QUÉ SE PIDE: Imprime sin ningún cambio todas las líneas de los registros que aparecen a continuación.

[Entradas de un conjunto de anotaciones de puntos]
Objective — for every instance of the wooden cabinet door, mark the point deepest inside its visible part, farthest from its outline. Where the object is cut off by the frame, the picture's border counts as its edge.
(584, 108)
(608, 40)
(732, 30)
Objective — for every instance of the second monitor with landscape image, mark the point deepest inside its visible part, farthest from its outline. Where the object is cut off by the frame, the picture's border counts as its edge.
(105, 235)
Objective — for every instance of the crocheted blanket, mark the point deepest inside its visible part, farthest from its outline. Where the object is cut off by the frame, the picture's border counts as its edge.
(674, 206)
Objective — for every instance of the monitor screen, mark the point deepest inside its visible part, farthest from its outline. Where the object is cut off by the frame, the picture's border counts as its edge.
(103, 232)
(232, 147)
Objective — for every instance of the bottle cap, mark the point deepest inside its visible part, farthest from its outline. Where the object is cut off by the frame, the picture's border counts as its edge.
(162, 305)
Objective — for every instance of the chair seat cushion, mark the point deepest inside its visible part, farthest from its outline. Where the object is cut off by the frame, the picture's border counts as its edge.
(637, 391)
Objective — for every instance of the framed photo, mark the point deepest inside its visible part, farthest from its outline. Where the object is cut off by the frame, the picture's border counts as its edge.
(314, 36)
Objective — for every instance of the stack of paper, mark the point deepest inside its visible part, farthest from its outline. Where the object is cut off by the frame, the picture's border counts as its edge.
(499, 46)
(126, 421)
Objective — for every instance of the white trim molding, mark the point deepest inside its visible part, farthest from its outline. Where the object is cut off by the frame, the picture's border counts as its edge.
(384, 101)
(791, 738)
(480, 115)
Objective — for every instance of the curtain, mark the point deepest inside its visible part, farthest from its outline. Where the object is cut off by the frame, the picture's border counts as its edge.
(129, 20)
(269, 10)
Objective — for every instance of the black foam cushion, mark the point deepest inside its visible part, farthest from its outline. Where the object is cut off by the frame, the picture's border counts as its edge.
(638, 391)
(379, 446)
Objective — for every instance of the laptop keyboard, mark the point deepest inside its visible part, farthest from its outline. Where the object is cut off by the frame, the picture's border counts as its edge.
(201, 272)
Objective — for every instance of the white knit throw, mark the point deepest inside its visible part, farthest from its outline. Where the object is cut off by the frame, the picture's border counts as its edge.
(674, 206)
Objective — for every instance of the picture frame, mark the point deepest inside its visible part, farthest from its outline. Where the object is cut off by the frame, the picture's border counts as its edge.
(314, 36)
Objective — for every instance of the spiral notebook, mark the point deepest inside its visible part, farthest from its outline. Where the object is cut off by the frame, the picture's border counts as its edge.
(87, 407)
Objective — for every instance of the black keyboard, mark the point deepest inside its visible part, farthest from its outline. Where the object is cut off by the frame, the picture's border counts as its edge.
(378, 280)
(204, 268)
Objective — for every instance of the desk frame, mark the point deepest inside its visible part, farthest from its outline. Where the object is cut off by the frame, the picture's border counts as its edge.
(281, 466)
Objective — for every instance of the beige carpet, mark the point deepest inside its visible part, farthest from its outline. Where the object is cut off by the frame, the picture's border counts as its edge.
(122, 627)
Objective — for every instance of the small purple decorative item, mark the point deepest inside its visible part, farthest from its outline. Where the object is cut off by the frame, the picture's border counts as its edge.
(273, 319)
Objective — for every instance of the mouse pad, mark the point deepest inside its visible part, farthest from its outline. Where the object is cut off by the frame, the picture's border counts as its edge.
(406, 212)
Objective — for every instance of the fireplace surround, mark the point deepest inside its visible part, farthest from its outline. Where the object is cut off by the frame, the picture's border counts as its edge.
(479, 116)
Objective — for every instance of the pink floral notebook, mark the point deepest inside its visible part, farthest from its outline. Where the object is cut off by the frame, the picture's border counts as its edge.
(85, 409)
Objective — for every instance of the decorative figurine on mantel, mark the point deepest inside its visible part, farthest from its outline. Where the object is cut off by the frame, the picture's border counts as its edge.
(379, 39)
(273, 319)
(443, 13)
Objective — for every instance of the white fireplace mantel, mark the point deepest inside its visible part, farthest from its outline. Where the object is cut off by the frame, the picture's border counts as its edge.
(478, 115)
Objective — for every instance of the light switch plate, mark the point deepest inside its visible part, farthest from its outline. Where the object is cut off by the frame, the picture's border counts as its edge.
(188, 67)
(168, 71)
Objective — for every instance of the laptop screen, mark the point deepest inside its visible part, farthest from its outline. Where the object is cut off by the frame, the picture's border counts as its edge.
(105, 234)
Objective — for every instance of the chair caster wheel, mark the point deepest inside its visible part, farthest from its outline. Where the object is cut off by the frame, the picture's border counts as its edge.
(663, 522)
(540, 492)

SOLUCIÓN DEL EJERCICIO:
Objective — for every instance of the wooden cabinet door, mark the point deepest inside its visible part, farthest from its outline. Where the object is cut off by the frame, the picture's border counts as its edge.
(584, 108)
(608, 40)
(732, 30)
Objective — for every instance of the second monitor with landscape image, mark the point deepest inside its visible part, farthest from its outline. Where the object is cut off by the frame, the picture's border counts as its edge.
(105, 235)
Objective — for every instance of the crocheted blanket, mark the point deepest inside its visible part, farthest from its outline. Where the object is cut off by the frame, the picture's border counts as its edge.
(674, 206)
Objective — for every instance of the monitor screen, mark the point deepest inside its visible part, farthest from its outline. Where the object is cut off by the frame, the picture's border counts as its edge.
(103, 232)
(232, 147)
Objective — for every instance of the bottle cap, mark the point deepest inside its visible part, farthest from its outline. Where the object is cut off by the frame, the picture's border counts as its edge.
(162, 305)
Objective — for every instance of the chair seat cushion, mark the point deepest inside its visible part, farthest from its outline. Where the object is cut off by the frame, the picture's border counts as its edge.
(637, 391)
Objective — for every instance of the framed photo, mark the point deepest inside its visible part, farthest from its outline. Where the object is cut off by the frame, the picture's border counts as its edge.
(314, 36)
Objective — for every instance of the stack of paper, mark the point deepest inside its visible part, farthest from its outline. Where the object is cut off by the frame, the picture's border counts as its edge.
(499, 46)
(126, 421)
Objective — for every instance of the white trim molding, mark the point deepest inside its visible part, farthest from its outline. Where the object is cut off by the frame, the picture's border counts as its edge.
(384, 101)
(791, 738)
(480, 115)
Objective — for every instance of the curtain, mark the point deepest inside its visible part, farthest from its outline. Where the object is cut off by the frame, the picture's border counts as its edge.
(129, 20)
(269, 10)
Objective — for every instance of the black foam cushion, mark the point deepest inside its visible part, farthest from its outline. Where the object is cut off by the frame, the picture's border counts as its edge.
(638, 391)
(379, 446)
Objective — for every instance of the laptop keyboard, mark the point deepest inside its visible part, farthest from its outline. Where the object is cut off by the frame, the picture's border counts as its edge.
(201, 272)
Objective — for every instance of the white knit throw, mark the point deepest inside its visible part, farthest from its outline. Where the object is cut off by the frame, the picture's border counts as its edge.
(674, 206)
Objective — for every instance of the picture frame, mark the point deepest inside its visible part, farthest from its outline. Where the object is cut off by the frame, the picture's border counts as its edge.
(314, 36)
Objective — for every instance of the spiral notebook, mark the point deepest inside its visible part, farthest from its outline. Where the object is cut off by the frame, the picture's border counts as its edge.
(87, 407)
Objective — for every instance of the black keyboard, mark the point deepest inside its visible part, farthest from its outline. Where the object is cut off by the frame, the picture's border counts as its edge.
(378, 280)
(204, 268)
Objective — for every instance of the desk frame, mark the point deepest inside its visible part, farthest from its outline. Where the object is cut off by the frame, the picture's border counts as its edge.
(281, 466)
Objective — for every instance of the beige carpet, mark the point deepest inside its visible part, farthest from its outline. Where the object is cut off by the frame, the picture's border counts as its edge.
(122, 627)
Objective — for every instance of the small purple decorative item, mark the point deepest inside its visible part, farthest from its outline. Where the object is cut off by the frame, the picture's border counts as its edge.
(273, 319)
Objective — for every instance of the mouse pad, mark the point deepest inside its visible part, farthest from its outline. Where the object is cut off by the frame, the picture's border counts as its edge.
(406, 212)
Objective — for every instance of the fireplace surround, mark the point deepest inside its visible part, farthest from its outline. Where the object is cut off by the frame, the picture's border counts as its edge.
(479, 116)
Objective — for every instance of the pink floral notebook, mark the point deepest inside its visible part, farthest from its outline. Where the object is cut off by the frame, the picture's border counts as its edge.
(85, 409)
Objective — for every instance of the decorative figurine on mantel, mark the point deepest inside its visible part, farthest from its outline. Where the object is cut off by the frame, the picture's border counts as its edge.
(379, 39)
(273, 319)
(443, 13)
Objective — for every instance of the white fireplace mantel, mark the point deepest inside its visible part, farthest from its outline. Where the object is cut off by the frame, the picture's border counts as its edge.
(478, 115)
Objective — for every instance of the light switch plate, mark the point deepest inside its visible part, farthest from its outline. Where the object is cut off by the frame, the picture's border counts as its edge.
(188, 67)
(168, 71)
Objective — for every instance of the laptop screen, mark the point deepest inside its visible part, farthest from its outline. Where the object is cut off by the frame, the picture's border counts as its edge.
(105, 234)
Objective — for every instance of the chair caster wheel, mark the point deepest inside its visible part, farthest from its outline. Where the object is cut off by the frame, the picture's border counts as its edge.
(663, 522)
(540, 492)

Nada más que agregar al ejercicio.